* Data entries:
* * * * * * * * *

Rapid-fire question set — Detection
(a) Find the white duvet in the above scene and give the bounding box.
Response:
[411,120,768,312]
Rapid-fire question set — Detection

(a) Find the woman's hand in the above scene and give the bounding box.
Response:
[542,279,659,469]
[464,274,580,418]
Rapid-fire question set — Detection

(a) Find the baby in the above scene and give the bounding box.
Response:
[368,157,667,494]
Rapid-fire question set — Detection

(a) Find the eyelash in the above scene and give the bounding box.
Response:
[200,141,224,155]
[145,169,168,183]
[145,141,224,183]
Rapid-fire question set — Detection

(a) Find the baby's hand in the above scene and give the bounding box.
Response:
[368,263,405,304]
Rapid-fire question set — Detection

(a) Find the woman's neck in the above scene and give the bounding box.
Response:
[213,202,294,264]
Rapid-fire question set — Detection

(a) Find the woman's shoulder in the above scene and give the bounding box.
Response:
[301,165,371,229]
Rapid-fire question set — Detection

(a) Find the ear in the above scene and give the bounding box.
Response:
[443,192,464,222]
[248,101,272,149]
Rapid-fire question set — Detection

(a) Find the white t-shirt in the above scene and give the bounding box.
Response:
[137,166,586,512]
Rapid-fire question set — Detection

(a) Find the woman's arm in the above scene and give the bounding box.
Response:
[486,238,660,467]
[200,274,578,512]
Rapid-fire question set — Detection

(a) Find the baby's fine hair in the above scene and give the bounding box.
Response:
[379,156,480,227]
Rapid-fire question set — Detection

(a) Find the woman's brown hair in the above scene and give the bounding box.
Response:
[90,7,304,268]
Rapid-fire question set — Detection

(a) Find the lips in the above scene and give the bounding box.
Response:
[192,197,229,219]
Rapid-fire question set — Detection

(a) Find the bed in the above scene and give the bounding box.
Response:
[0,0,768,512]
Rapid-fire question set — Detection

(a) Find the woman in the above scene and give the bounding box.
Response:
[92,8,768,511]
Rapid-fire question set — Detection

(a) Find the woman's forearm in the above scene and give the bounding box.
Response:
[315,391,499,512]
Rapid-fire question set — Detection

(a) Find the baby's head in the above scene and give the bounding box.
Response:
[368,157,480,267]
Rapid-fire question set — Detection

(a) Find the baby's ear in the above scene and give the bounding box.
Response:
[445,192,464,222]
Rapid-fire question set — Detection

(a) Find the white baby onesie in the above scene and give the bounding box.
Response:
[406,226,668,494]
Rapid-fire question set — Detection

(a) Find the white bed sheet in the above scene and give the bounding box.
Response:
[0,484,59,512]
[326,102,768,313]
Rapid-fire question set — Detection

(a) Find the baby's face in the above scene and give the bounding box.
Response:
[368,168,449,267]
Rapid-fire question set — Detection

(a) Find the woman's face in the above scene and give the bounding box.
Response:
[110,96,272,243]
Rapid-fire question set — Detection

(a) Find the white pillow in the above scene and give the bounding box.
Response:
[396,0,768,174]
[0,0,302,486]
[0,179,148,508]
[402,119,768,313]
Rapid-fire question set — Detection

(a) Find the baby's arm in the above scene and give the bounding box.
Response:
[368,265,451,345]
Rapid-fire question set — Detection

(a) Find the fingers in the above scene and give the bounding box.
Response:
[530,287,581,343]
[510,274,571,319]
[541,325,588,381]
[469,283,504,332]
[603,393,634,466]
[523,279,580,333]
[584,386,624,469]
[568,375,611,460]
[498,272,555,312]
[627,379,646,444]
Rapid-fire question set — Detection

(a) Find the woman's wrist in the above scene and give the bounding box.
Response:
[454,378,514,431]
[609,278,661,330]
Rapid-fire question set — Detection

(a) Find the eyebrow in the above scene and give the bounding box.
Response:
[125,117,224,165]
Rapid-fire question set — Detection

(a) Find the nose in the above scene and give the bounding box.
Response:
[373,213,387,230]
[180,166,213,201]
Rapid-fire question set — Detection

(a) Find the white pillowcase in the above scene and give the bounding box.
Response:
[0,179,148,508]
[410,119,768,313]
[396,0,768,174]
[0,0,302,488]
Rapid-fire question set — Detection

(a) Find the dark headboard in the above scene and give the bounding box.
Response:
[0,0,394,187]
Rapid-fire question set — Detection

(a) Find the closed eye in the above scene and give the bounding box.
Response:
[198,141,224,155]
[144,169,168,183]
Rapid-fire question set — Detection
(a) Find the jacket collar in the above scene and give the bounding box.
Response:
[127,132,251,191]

* * * * * * * * *

* Task goal: Which lines above contain the word "baby"? Copy out each of them.

* Reply:
(a) Find the baby in the above scene and give the bounding box.
(a) Find the baby's hand in the above scene and give the bounding box.
(a) Find the baby's fine hair in the above scene and give the bounding box.
(a) Find the baby's head in the above scene and give the bounding box.
(a) Find the baby's ear in the above scene and give the bounding box.
(a) Find the white baby onesie in the above scene and give the bounding box.
(a) Find the baby's face in the above scene and give the bounding box.
(a) Find the baby's arm in the above scene and give the bounding box.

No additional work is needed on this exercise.